** ЗАДАНИЯ **
1) Назовите всех актеров, кроме рассказчика, которые, по словам автора воспоминаний о Театре сатиры, играли в пьесе «Бремя решений».
2) Подхватите воспоминания о Театре сатиры и продолжите их с фразы, которая идет после последней приведенной.

** ТЕКСТ СТРАНИЦЫ **
Остро завидуешь только одному — тому, что не приходило и не могло прийти в голову.
Вот Анатолий Папанов был субъектом крайне индивидуальным, парадоксально мыслящим. Бывало, вякнет Папанов какую-нибудь реплику, отсмеются окружающие, и понимаешь: да, всю жизнь сиди, мучайся — никогда бы не придумал.
Театр сатиры летел на гастроли в Милан. Мы — давно в воздухе, вдруг объявляют, что по техническим причинам будет дозаправка в Лихтенштейне. Сверху это карликовое государство — как театральный макет: домик-домик, садик-садик, капельки бассейнов, булавочки башен... Снижаемся, снижаемся, но от самой земли неожиданно вновь взмываем вверх и улетаем. И тут Толя говорит. «Да-а, не вписались в страну!»
Ощущение, что таланту все дозволено и обаяние победит, иногда приводит к театральным катастрофам.
Федор Михайлович Бурлацкий, известный американист, написал почти документальную пьесу «Бремя решений», где артисты Театра сатиры под руководством Плучека решали, бомбить Кубу или не бомбить. Андрей Миронов играл Кеннеди, Державин — Роберта Макнамарру, министра обороны, Юрий Васильев — брата Кеннеди, я — советника по печати президента Пьера Сэлинджера. Диденко играл Фрэнка Синатру, Рая Этуш — Жаклин Кеннеди, Алена Яковлева — Мэрилин Монро. Мы себе ни в чем не отказывали. Спектакль прошел раз десять.

** ФРАГМЕНТ ДАННЫХ **
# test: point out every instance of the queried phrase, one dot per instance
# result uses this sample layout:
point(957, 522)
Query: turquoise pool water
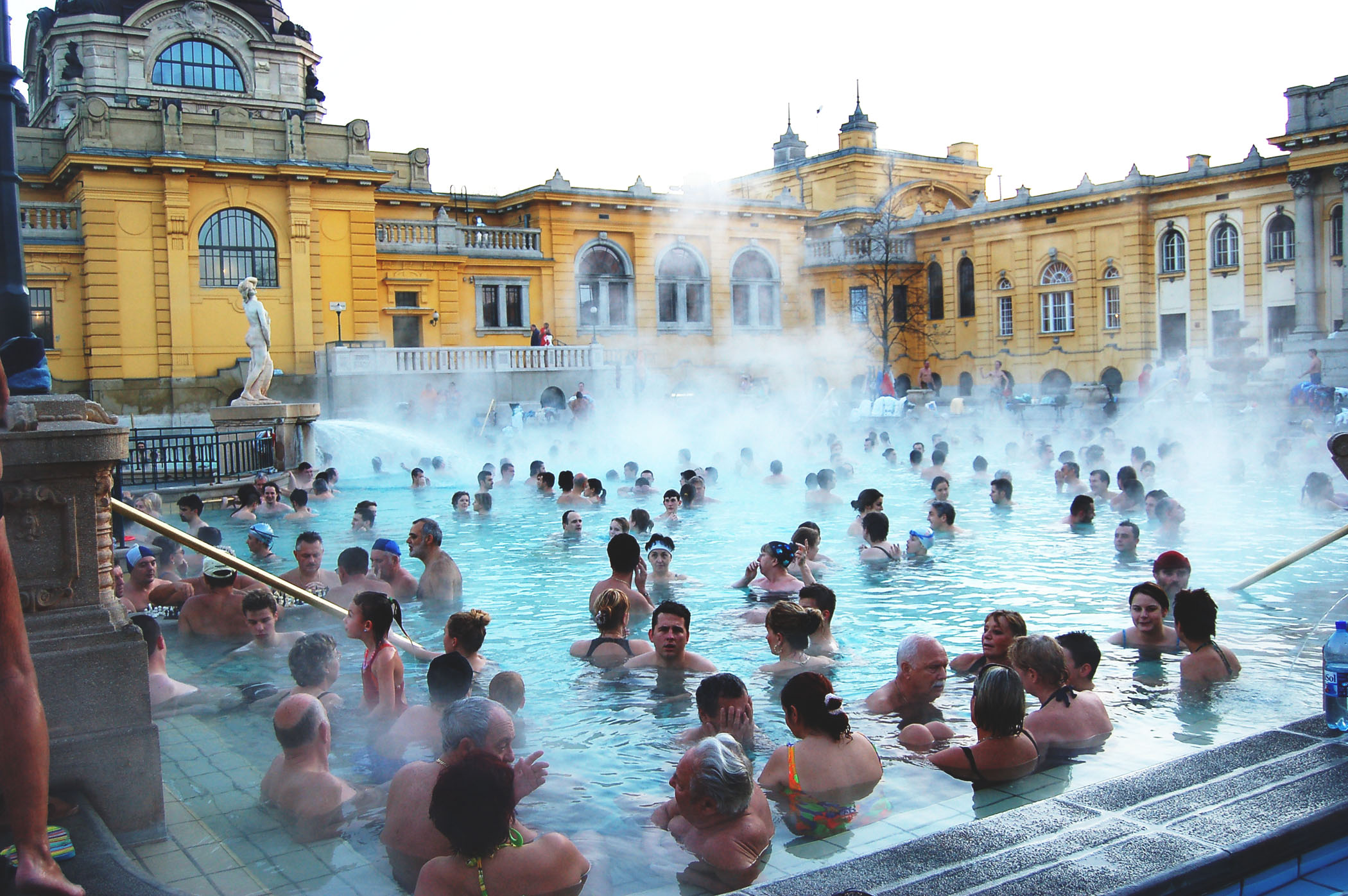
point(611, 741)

** ОТВЕТЫ К ЗАДАНИЯМ **
1) Андрей Миронов, Державин, Юрий Васильев, Диденко, Рая Этуш, Алена Яковлева.

2)
Наш незабвенный, штучный артист и человек Спартачок Мишулин исполнял в этой фантасмагории роль начальника американских штабов Томсона и не мог выговорить слова «бомбардировка». Державин посоветовал ему написать это слово на бумажке. И Спартак Васильевич в арифметической тетради для первого класса дочки Карины большими буквами вывел: «Бомбардировка». Он скатывал листок в трубочку и входил с ним в Овальный кабинет. Там он распрямлял листочек и по слогам читал: «Предлагаю начать борбан... банбар...» Весь Овальный кабинет отворачивался в судорогах. И вот очередной спектакль. Выходит Мишулин и произносит: «На понедельник, — все ждут мук с «бомбардировкой», — назначен бомбовый удар по Кубе». Это уже было нам не под силу. А у Андрея — текст, который он произнести не в состоянии. Вдали сидит Владимир Петрович Ушаков, игравший будущего президента Соединенных Штатов Линдона Джонсона. Миронов ему: «Линдон, а вы что молчите?» Тот говорит: «А почему я? У меня вообще здесь текста нет».
Вышла замечательная рецензия на этот спектакль, после которой его и закрыли: «Вчера в Театре сатиры силами «Кабачка «13 стульев» был разрешен Карибский кризис».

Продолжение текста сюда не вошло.